# [Passage provided]
Start

Immediately, I passed the degree I got onto the teacher training. There was no pause. And then immediately, I finished my teacher training, I was offered a job. In fact, I was offered about three jobs, which was fantastic. I went straight into teaching at a local school. Taught there for about three years, which was wonderful. I loved it. I loved it.
Having the degree was really important. But I think the fact that I'd done it with the Open University was just very beneficial. It was commented on in my interview when I went for the graduate teacher, the fact that I managed to combine my Open University study and work and bringing up my family at the same time. And just everything that I learned in the courses, all of the English language and literature, essay writing, time management, juggling several things at once, prioritising, all of those things, just very, very useful.
I'm now deputy manager of a Sure Start Children's Centre, which is more-- well, it's all to do with families who have children under five, teaching them activities and just providing opportunities. So my job there as a deputy manager, I help set the timetable, supervise the people who work there. And sometimes, I run some of the courses myself.
I'm really proud of what I've achieved, really proud. It was one of the proudest moments, really, of my life when I went up there and shook the hand and had my certificate with my gown on. Yeah, very proud because it was really hard work. And it's got me where I am now.
Bechy Nana Ayebia Clarke MBE, Managing Director Ayebia Clarke Publishing Limited235
Becky Nana Ayebia Clarke: My name is Becky Nana Ayebia Clarke. I was born in Ghana and came to the UK in 1974, when I was just coming up to 16 years old.
I had a brilliant primary school, just 30 miles outside of Accra, in Ghana. And then, when I finished that, I went to what then we used to call "the middle school" but then couldn't continue to go on to sixth form, because my father died suddenly. My father had been a huge figure our lives. And he was a judge, and my mother was a housewife.
I was just coming up for boarding school. And unfortunately, I had to drop out, because my mother couldn't afford to pay for me. And so my education stopped, abruptly.
When I came into the UK, I decided that I would look into the possibility of doing something. But it wasn't until I met my husband, David, and I started work at Heinemann educational publishers, that I decided that this must be the time.

End

# [What to do]
1/ Write out the interview transcript above, from "Immediately, I passed" to "very, very useful.", inclusive.
2/ Continue the interview transcript above from where it stops.

# [Extracted entries]
Start

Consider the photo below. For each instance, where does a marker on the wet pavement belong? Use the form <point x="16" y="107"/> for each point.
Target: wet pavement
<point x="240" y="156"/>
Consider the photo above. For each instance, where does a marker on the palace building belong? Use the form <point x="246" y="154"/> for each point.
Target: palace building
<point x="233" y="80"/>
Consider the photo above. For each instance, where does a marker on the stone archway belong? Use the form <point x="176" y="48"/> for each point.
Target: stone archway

End
Start

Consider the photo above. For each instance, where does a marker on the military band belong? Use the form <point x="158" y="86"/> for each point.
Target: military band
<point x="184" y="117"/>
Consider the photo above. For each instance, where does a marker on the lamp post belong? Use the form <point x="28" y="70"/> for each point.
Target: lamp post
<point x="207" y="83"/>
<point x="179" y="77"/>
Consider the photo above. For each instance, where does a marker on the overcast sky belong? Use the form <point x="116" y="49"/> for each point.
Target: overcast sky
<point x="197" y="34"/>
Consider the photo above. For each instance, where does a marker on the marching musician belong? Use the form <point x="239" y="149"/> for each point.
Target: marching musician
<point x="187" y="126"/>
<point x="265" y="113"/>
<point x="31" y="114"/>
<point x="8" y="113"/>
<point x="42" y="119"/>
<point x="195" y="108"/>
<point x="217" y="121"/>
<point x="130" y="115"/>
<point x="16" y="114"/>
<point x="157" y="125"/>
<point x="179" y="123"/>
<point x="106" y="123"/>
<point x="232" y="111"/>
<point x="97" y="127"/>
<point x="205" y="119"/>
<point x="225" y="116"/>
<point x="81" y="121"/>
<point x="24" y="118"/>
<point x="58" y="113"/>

End
Start

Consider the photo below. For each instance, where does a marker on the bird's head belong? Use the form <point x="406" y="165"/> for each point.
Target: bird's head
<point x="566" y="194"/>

End

# [Task-by-task results]
1/
Immediately, I passed the degree I got onto the teacher training. There was no pause. And then immediately, I finished my teacher training, I was offered a job. In fact, I was offered about three jobs, which was fantastic. I went straight into teaching at a local school. Taught there for about three years, which was wonderful. I loved it. I loved it.
Having the degree was really important. But I think the fact that I'd done it with the Open University was just very beneficial. It was commented on in my interview when I went for the graduate teacher, the fact that I managed to combine my Open University study and work and bringing up my family at the same time. And just everything that I learned in the courses, all of the English language and literature, essay writing, time management, juggling several things at once, prioritising, all of those things, just very, very useful.

2/
At Heinemann, I was surrounded by people who were all degree holders. I didn't feel any lesser, but I just felt that I needed that qualification behind me. And I just happened to have gone to the canteen, and I was looking through the Guardian, and I saw an advert for OU degrees. And I remember thinking, ah! This is exactly what I might want to do.
I studied-- what they call them-- the humanities. So literally, I was doing literature. I made those choices because I was working at Heinemann, but also because I loved reading. I like nothing better than getting myself into a book. I just love to read.
I felt very lucky to be working in an environment that actually published these writers whose work I was reading, on my courses that I was studying. I remember doing a long essay on Chinua Achebe's Things Fall Apart, which is a classic text which is published by Heinemann. And at the time, I was in contact with him by phone. And it made me feel really good that I was working on his text. And sometimes I will actually tell him that I'm doing an essay on your book. It was a wonderful six years of my life.
I've taken a huge amount of transferable skills into my work, from my OU studies. I remember, particularly, having to read huge amounts of text and having to analyse it. And that's precisely what I do, in my day-to-day work. I have to read stories, I have to analyse them, I have to critique them, and I have to decide what will go forward.
I also have to write blurbs and summaries. And these skills I have learned from doing OU essays and summaries. And I think, really, it was the best training.
I would say, without any hesitation, that the OU laid a solid foundation for me and enabled me not only to go on and do an MA degree at Oxford University but to start my own business. I don't think I could've had the confidence to feel I could run my own publishing house, without the foundation that was laid for me by the Open University.
And I'm really delighted to say that last year-- 2013-- was our 10th anniversary. And 2011, I was awarded an honorary MBE for my services to the publishing industry in the UK.
Andrew Chamberlain, Chief Executive, Association of Research Managers and Administrators202
Andrew Chamberlain: Hi. I'm Andrew Chamberlain. And I'm the chief executive for the Association of Research Managers and Administrators in Cambridge. I graduated from the Open University in 2004 with a master's degree in history.
I grew up in a little village called Troedryhiw, just outside Merthyr Tydfil, in South Wales. I went to a school called Afon Taf. And I was one of only about 15 kids in my year who went to university. And to put that in some kind of context, this school had about 2,000 pupils.
When I left university, when I left UWE, I couldn't afford to stay in full-time higher education. The reality was I had student loans. I needed to go out and get a job. I had to pay the bills and to pay back my student debts.
Also, I had started my career, and I had wanted to join a civil service for such a long time. I then didn't want to give up that opportunity. So distance learning part time with the Open University presented the obvious route for me.
I'd always wanted to do a master's degree, particularly coming from where I come from, the kudos of having a bachelor's degree in itself was high. But I actually wanted more than that. So it's for my own self-gratification.
Oh, it's a terrible way of putting it. But I wanted to have a master's degree.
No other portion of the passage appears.